▶ _Given passage_:
————

Figure 13 The Two Standard Toolbars
To operate the buttons simply move the mouse over the button and click once. If you leave the mouse cursor over a button then you will soon get a little note up to tell you what that button does.

Figure 14 - Button Labels
The nine toolbars are as follows: Standard, Formatting, Chart, Drawing, Forms, Visual Basic, Auditing, Workgroup and Microsoft.
These can be called up by using the View Toolbars... command. When on screen they can either be as a line at the top of the screen (like the illustration above) or else they can be in a Window of their own that can be moved anywhere within the main Excel window.

Figure 15 The Standard Toolbar as a Floating Palette
Sub-Windows
Inside the main window are a collection of subwindows. The total number
of subwindows you can have open is limited by your computer's system resources,
but their types fall into three categories. When you first open Excel a single
subwindow opens automatically for you - the Workbook. The workbook
itself consists of a number of 'pages' and they can be of three different
types. The first is an ordinary Worksheet with the grid of cells. The
other two windows you will have to request specifically, either by asking for a
chart (which produces the Chart sheet) or by creating a new macro (the
Macro sheet).

Figure 16 A Blank Excel Worksheet
The way the worksheet appears can be altered by the Tools Options command. This lets you decide whether to show formulas or values, whether to display gridlines (data is often clearer without them) and whether to display row and column headings.
When working on a worksheet you work usually on one cell at a time, and
sometimes on groups of cells together. If you are working on a single cell,
the cell in question is surrounded by a thick border with a little box in the
bottom right hand corner.

————

▶ _Data extracts_:
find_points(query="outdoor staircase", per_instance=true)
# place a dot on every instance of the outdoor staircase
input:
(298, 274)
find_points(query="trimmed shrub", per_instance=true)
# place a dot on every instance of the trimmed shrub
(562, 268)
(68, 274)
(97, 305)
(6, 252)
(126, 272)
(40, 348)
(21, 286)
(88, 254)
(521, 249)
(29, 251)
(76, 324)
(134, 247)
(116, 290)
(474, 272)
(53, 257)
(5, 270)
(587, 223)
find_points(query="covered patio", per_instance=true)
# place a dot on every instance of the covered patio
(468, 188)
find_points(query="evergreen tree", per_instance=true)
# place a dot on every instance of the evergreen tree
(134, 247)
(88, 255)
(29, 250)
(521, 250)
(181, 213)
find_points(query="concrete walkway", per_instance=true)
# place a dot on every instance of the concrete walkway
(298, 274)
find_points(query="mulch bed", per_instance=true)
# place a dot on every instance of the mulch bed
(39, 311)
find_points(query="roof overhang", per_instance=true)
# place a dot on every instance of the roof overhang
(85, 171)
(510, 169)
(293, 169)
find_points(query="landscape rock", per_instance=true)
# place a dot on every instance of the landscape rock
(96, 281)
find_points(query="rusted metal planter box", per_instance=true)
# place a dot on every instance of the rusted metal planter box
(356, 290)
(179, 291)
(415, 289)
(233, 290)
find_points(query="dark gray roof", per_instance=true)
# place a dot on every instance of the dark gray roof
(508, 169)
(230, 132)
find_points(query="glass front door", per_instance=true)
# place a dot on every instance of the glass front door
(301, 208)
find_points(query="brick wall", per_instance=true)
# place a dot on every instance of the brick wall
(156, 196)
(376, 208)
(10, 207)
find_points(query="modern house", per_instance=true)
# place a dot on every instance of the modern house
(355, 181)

————

▶ _Actions to take_:
(A) In the Excel passage, which command calls up the toolbars?
(B) List the three types of pages that a workbook can hold, according to the Excel passage.
(C) Continue the Excel passage from where it stops.

▶ _Responses by item number_:
(A) The View Toolbars... command.

(B) Worksheet, Chart sheet, Macro sheet

(C)
This border not only tells you which cell you are
working on but is also instrumental in many of Excel's cell moving and copying
operations.
If you are working on a range of cells, the selected range will appear black on the white background of the worksheet, and the border with its box will surround the entire range. However within that range there will still be on active cell and this will be white on the black background of the selected range.

Figure 17 A Selected Range

Figure 18 The Chart Toolbar
Most of the editing of a chart is done either by double clicking one area of the chart, or else by selecting commands from the altered menus and the Chart Toolbar.

Figure 19 - The Macro Submenu
The second type is a dialogue sheet. This replaces the old Dialogue Editor that was in Excel 4. Here you can draw out dialogue boxes for use with a Visual Basic module and thus create your own Excel applications.
The Excel 4 macro worksheet looks very like a normal worksheet, but with two major differences. The first and most noticeable difference is that the default column width on a macro sheet is much wider than it is in a normal worksheet. The second, and more important, difference is that by default normal worksheets display values rather than formulae - i.e. the results of a calculation rather than the syntax of a calculation. Macro sheets on the other hand display the formulae by default.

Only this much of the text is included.